# PROBLEM REQUIREMENTS
All of the data, word for word and free of pictures, is the expected result.

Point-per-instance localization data
####

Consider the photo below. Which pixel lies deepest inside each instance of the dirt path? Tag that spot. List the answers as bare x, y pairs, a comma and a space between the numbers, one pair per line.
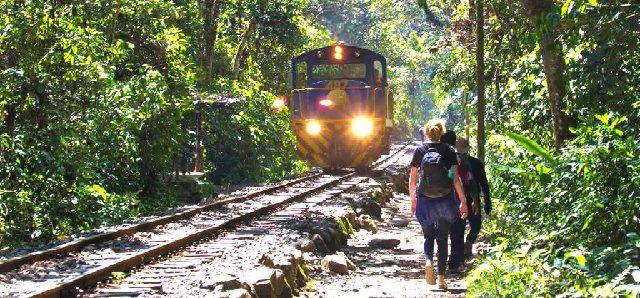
397, 272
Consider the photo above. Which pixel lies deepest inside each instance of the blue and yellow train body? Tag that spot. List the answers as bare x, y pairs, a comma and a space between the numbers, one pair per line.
341, 106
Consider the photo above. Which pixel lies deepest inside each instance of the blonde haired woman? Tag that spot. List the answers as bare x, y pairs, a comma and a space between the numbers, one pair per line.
433, 201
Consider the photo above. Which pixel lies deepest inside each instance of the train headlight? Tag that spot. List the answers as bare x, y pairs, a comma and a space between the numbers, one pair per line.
313, 127
337, 53
362, 127
326, 102
279, 104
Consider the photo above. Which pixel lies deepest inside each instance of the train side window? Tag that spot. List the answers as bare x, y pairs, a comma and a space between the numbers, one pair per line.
377, 73
301, 75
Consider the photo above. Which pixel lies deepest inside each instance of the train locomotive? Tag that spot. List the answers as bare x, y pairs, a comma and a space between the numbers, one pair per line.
341, 107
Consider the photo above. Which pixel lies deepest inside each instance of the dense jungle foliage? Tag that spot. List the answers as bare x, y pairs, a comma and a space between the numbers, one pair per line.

####

# THE COMPLETED TASK
Consider the photo below. Which pixel lies deepest inside each instance of the dirt path? Tag that spot. List the answers as bare x, y pairs, a comma and a space between the numbers, one pair per line.
397, 272
Consider the photo above. Which pixel lies deepest inside each instance of the blue and yellow train body? Tag that spot. List the answers as bare x, y pairs, a comma and a space between the numbers, one pair per line.
341, 106
Consider the photo above. Which pixel lies deepest inside each instance of the blonde haired woman? Tag that spot. List the answers as bare x, y pairs, a comma and a space between the numbers, one pair per line.
433, 201
Consider the photo above. Which pixel lies deepest inside each instance of the train headlight? Tag that spot. List the answers as bare x, y pairs, a comma and a space between the numbers, one pair per line.
313, 127
337, 53
362, 127
326, 102
279, 104
Consider the photo above. Which pixel lies deepest inside each instance of the train side window? Tag that spot. List the answers as bare x, y pairs, a comma and a space between the numbers, one pair per line.
377, 73
301, 75
Consider the photo above. Which pixel lies deepest inside each instance of the train locomotive? Tag that spot. List the answers as bare x, y pairs, a comma and a space between the numbers, one pair per line.
341, 107
Consider the photo above. Which pixel lies deepest inside each instance of the dense jungle foliage? Tag that spot. List the answers as bare x, y pairs, a comma and a space between the numbers, one pair per line.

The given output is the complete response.